Among the lines of the records, find all that carry the word "collar" and copy them.

======== TASK DATA ========

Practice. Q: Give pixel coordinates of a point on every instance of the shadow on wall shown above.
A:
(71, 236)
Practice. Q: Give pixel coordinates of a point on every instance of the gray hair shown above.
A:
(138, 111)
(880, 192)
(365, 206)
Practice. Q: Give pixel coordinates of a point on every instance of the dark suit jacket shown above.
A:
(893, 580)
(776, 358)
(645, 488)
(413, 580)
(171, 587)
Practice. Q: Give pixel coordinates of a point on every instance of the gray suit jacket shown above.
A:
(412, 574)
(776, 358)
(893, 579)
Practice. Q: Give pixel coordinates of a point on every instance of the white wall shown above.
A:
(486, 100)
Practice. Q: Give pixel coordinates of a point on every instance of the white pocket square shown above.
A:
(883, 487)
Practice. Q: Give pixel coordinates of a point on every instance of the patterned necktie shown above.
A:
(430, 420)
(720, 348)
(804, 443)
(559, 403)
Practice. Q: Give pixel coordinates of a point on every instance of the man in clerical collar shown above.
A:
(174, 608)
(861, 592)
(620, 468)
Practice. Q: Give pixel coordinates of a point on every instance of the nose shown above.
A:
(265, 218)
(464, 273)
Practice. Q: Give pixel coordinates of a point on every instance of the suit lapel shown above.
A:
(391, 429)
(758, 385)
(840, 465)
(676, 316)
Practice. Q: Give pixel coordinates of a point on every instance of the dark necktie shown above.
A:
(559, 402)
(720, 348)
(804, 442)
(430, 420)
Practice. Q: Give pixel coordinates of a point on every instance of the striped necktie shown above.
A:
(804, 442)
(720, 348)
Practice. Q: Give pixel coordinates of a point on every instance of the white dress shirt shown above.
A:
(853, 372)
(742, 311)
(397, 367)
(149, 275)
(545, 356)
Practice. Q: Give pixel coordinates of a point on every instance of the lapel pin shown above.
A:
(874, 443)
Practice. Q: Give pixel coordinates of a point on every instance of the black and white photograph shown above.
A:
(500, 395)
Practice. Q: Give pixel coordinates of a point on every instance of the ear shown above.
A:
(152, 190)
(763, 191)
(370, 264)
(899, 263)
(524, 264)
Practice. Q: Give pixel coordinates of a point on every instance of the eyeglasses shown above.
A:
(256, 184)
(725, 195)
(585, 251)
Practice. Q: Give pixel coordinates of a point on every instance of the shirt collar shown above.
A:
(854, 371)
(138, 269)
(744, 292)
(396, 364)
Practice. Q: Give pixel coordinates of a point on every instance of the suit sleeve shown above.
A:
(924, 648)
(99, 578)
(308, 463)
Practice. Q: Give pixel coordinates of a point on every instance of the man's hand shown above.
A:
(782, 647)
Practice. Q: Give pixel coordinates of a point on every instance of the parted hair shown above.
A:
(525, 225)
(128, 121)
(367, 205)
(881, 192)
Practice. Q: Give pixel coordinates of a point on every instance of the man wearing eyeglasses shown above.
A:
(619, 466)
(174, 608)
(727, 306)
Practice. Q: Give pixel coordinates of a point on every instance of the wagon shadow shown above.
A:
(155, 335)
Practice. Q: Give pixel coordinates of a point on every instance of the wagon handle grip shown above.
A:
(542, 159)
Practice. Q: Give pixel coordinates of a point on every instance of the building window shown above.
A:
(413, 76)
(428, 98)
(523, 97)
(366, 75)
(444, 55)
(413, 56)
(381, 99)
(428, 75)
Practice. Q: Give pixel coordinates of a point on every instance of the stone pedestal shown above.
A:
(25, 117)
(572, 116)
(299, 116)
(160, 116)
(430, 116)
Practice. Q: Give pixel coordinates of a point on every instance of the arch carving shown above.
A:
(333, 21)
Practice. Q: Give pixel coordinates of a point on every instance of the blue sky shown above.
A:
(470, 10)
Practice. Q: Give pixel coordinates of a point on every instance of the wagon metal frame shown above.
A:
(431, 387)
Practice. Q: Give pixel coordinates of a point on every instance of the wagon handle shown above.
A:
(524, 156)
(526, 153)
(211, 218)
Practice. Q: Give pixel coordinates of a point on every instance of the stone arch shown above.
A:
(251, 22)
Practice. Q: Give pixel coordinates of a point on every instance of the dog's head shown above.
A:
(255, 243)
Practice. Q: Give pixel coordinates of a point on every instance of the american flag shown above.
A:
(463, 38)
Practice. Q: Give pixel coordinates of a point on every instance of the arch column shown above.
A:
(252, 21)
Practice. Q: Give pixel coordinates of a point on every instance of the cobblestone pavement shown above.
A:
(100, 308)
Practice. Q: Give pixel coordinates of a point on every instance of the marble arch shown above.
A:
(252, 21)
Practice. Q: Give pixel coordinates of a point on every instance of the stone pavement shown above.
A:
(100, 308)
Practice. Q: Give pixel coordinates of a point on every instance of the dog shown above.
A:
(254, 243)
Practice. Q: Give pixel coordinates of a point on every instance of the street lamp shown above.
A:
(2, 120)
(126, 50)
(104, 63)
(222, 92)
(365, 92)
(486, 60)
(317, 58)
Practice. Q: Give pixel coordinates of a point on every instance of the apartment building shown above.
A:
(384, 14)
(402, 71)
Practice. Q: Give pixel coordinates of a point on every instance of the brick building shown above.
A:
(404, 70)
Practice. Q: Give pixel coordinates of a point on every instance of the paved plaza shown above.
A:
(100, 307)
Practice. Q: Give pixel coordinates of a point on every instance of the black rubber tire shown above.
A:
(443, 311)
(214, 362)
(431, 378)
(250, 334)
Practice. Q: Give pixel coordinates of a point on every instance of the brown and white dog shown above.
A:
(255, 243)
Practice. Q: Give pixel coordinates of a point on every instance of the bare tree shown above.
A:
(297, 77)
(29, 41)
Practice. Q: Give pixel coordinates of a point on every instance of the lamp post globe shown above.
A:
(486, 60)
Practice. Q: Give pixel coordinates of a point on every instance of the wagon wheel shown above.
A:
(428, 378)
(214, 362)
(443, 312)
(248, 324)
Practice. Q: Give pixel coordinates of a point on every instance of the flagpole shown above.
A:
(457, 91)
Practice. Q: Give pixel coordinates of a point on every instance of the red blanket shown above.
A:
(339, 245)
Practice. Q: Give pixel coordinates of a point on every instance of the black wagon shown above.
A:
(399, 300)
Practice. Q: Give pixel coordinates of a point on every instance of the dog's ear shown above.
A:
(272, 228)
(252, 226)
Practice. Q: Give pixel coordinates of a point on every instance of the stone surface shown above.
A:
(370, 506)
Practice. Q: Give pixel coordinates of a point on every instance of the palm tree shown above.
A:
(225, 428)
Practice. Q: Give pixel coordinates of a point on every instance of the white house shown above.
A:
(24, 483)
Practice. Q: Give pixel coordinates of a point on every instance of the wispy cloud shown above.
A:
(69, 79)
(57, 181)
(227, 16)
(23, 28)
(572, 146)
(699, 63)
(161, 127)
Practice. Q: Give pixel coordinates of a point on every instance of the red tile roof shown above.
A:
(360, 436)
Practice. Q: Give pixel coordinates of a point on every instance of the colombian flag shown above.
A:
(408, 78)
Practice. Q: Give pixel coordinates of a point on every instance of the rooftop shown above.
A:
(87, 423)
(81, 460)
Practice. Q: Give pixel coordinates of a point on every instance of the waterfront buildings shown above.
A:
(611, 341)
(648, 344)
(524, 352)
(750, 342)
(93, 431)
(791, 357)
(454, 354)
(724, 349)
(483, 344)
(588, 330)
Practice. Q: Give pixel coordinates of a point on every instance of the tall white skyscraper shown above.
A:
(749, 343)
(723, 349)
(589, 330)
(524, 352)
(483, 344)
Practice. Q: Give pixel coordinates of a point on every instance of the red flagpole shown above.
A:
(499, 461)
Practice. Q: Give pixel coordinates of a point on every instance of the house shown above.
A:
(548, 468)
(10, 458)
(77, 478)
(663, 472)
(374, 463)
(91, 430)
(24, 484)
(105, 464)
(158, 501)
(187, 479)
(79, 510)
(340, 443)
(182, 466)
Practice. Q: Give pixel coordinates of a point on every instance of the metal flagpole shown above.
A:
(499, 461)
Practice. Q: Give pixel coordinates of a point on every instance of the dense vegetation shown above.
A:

========

- **ANSWER SPACE**:
Practice. Q: Give pixel coordinates of a point on every instance of the man in clerical collar shown above.
Practice. Q: Give pixel coordinates of a point on every instance of the shirt collar shown above.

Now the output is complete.